Task instructions
Copy each line from the records below in which the word "blurred" is found.

Material to process
Segment Open
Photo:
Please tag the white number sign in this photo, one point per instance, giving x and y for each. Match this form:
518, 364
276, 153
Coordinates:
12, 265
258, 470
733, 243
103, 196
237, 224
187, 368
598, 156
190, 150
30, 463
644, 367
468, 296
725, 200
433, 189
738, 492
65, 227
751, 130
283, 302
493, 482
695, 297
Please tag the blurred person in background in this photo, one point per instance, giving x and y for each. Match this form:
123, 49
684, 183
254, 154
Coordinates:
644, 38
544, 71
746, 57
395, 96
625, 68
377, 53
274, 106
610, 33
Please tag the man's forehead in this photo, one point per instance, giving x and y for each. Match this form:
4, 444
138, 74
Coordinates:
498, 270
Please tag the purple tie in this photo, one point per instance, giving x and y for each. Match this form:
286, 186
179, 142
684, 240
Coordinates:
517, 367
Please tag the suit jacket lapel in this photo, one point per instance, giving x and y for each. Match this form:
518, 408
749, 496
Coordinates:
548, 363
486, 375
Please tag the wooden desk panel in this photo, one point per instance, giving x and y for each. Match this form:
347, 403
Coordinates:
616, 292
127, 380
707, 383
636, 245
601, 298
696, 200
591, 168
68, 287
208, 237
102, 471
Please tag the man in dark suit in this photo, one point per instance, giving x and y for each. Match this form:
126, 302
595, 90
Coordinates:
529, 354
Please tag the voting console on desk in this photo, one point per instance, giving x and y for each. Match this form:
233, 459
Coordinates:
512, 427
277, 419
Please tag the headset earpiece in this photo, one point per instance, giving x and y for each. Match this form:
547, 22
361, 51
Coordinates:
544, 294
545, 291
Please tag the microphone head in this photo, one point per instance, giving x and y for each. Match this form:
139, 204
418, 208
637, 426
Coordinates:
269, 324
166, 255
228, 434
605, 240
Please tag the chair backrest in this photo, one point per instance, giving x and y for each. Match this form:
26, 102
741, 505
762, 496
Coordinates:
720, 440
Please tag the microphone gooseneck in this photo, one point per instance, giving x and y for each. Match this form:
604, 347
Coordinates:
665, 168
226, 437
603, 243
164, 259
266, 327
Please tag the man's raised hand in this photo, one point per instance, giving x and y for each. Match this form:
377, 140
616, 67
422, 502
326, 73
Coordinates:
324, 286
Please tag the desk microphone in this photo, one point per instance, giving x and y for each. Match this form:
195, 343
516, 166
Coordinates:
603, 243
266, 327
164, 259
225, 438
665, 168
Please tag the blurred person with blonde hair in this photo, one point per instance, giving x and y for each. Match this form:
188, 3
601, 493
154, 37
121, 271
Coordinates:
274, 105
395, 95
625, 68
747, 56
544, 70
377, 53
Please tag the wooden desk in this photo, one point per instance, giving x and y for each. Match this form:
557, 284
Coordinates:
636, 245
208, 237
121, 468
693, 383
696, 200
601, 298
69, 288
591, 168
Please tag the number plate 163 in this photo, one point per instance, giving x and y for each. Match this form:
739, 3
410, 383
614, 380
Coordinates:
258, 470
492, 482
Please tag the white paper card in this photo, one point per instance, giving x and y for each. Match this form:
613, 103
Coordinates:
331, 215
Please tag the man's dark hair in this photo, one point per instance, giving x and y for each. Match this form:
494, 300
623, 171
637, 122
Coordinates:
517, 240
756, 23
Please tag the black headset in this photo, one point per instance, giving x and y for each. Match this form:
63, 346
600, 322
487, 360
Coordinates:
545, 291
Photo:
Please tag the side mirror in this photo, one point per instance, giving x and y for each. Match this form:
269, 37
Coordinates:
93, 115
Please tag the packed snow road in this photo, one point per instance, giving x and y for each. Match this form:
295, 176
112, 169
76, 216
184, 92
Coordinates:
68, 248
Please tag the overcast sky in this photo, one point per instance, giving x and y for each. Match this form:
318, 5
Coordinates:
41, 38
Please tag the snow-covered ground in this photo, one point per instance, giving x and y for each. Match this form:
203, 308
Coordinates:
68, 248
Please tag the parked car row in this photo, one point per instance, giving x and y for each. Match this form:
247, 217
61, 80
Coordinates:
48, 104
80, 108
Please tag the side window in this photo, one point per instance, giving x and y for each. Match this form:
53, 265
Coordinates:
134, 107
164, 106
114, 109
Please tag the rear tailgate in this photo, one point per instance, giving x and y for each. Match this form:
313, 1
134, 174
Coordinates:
Segment Closed
Answer
Please tag the blurred person in background in this photo, one point per instance, giving x and y for each. Match this form:
Please tag the blurred person with blonde hair in this photo, one point per instance, giving x and y for each. Match this form:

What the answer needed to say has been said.